What you need to do –
1) In the spectrometry research note, which two fields is spectroscopy said to be no less important than?
2) Using the spectrometry research note, explain why large-scale integration of modular instruments is possible.
3) Pick up the spectrometry research note after its final sentence and carry it on.

Extract provided –
* start *

Public Lab Research note


Systems Integration - Spectrometry

by 31gane | January 02, 2018 11:18 02 Jan 11:18 | #15452 | #15452

Introduction

Spectroscopy is one of the scientific instruments that rely heavily on experimental principles while at the same time have supported and enhanced several theoretical concepts in physics. It is no less important than Telescopy and Microscopy. What we are dealing is in general called as Analytical Instrumentation. Moreover scientific projects have many times integrated instruments from these closely related fields to create new kinds of instruments that surpass the advantages and limitations when used seperately.

One can understand that by visiting Observatories - from optical, solar, radio, to Micro/Nano science instruments. One could easily understand such large scale integration of modular instruments is possible because of the underpinning rationale contributed by theoretical and practical Energy Level Transitions.

Basically, it explains with what energy what binding can be stimulated. With more and more energy molecular/atomic/subatomic particles can be separated from each other for a brief duration before reaching the stable ground state again. Depending upon these transitions, several interesting phenomenons can be observed in the microscopic universe of materials and their interaction with electromagnetic energy.

* end *

Recorded information –
* start *

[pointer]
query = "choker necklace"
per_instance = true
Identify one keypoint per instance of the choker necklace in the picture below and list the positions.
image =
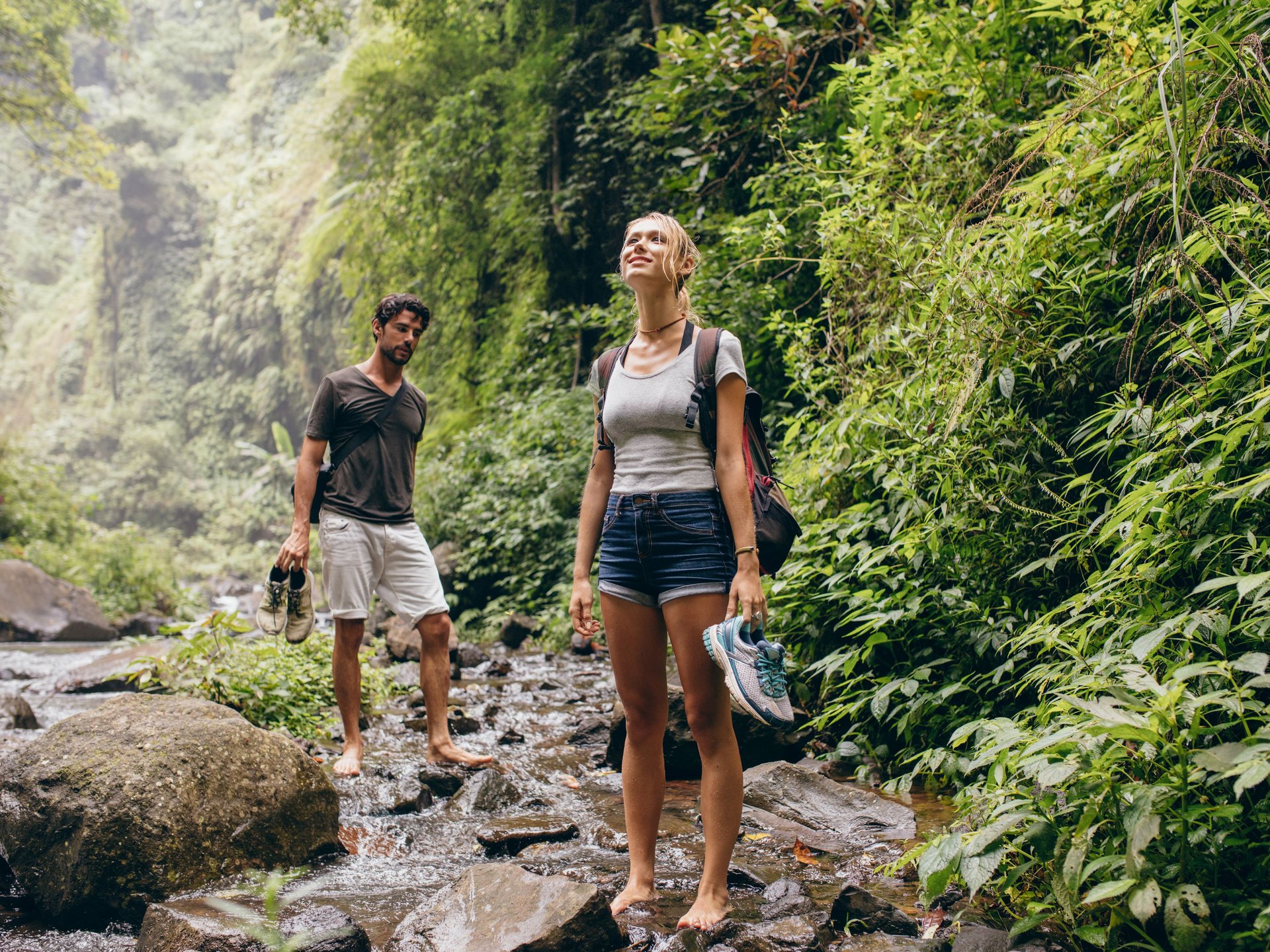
(656, 331)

* end *

Written answers –
1) Telescopy and Microscopy.

2) According to the note, such integration is possible because of the underpinning rationale provided by theoretical and practical energy level transitions. These transitions explain what energy can stimulate a given binding.

3)
So, every material is constantly being in interaction with the Electromagnetic energy. Depending upon the energy level, either translational, vibrational, rotational, electronic excitation is made possible for constituent molecules and atoms in the material. This material is what we call as SAMPLE, which is the "stuff" we would like to inspect at. Which excitation we are going to observe is based upon the sensing material which we have engineered with well known and understood properties, which we call as DETECTOR.

This inspection can be either temporal or spatial or spectral or combination of those. Moreover, inspection can be scaled from microscopic measurements to macroscopic measurements by changing the configurations of the instruments based on the operating environment and application requirement.

Actual thing :)

Thus to create any instrument basically either the individual or the team has to basically understand Systems Integration point of view, how the control and signal is handled through every modules within integration. In the case of designing a spectrometer, before going to actually building a spectrometer having a abstract level view of how it can be actually configured will be helpful.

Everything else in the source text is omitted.